=== THE TASKS ===
**1)** Please rewrite the stretch of the Reagan remembrance article from "Residents of Miami, Florida" through "the Western Hemisphere.", changing "patrons" to "customers".
**2)** Answer these from the Reagan remembrance article:
(a) Which leftist regimes is Reagan credited with helping to end?
(b) In what year did Reagan dine at La Esquina de Tejas?
(c) What did Reagan shout to the restaurant patrons?
**3)** According to the Reagan remembrance article, why does Juan Enjamio consider Reagan different from other politicians who court the Cuban vote? Answer in one to three sentences.

=== SOURCE DOCUMENT ===
Residents of Miami, Florida are remembering Ronald Reagan as an anti-communism champion who helped to end leftist regimes in Nicaragua and Grenada, and bring Cuban-exiles into the mainstream of U.S. politics.

Little has changed at La Esquina de Tejas, the small restaurant in the heart of Miami's Little Havana, where Ronald Reagan captured the hearts of Cuban exiles when he dined here in 1983. Wearing a traditional Cuban linen guayabera shirt, Mr. Reagan greeted restaurant patrons 20 years ago by shouting, "Cuba si, Castro no!" as he ate a heaping plate of roast chicken, black beans and rice, sweet plantains, topped off by a desert of coconut flan.

That gesture will never be forgotten by Miami's Cuban exiles and their Nicaraguan counterparts, who revere Mr. Reagan as the man who helped stop the spread of communism in the Western Hemisphere.

Juan Enjamio and a group of friends came to La Esquina de Tejas the other day to remember their hero. Eating the same meal as Mr. Reagan, Mr. Enjamio says President Reagan was different from other politicians who court the Cuban vote.

"He had a consistency. His whole life's work was about speaking up for freedom, so it was not something that he just took up at the last minute for votes when he wanted to run for president," Mr. Enjamio said. "That had been his life' work, what he dedicated his whole political career to to speak for freedom and about freedom. So, there was sincerity about him."

=== SUPPLIED DATA ===
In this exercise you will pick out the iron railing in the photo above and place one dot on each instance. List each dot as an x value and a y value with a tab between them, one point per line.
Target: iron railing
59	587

=== ANSWERS BELOW ===
**1)**
Residents of Miami, Florida are remembering Ronald Reagan as an anti-communism champion who helped to end leftist regimes in Nicaragua and Grenada, and bring Cuban-exiles into the mainstream of U.S. politics.

Little has changed at La Esquina de Tejas, the small restaurant in the heart of Miami's Little Havana, where Ronald Reagan captured the hearts of Cuban exiles when he dined here in 1983. Wearing a traditional Cuban linen guayabera shirt, Mr. Reagan greeted restaurant customers 20 years ago by shouting, "Cuba si, Castro no!" as he ate a heaping plate of roast chicken, black beans and rice, sweet plantains, topped off by a desert of coconut flan.

That gesture will never be forgotten by Miami's Cuban exiles and their Nicaraguan counterparts, who revere Mr. Reagan as the man who helped stop the spread of communism in the Western Hemisphere.

**2)**
(a) Those in Nicaragua and Grenada.
(b) 1983.
(c) "Cuba si, Castro no!"

**3)** Enjamio says Reagan had consistency, because his whole life's work and political career were devoted to speaking up for freedom. It was not something he took up at the last minute for votes when he ran for president, so Enjamio saw sincerity in him.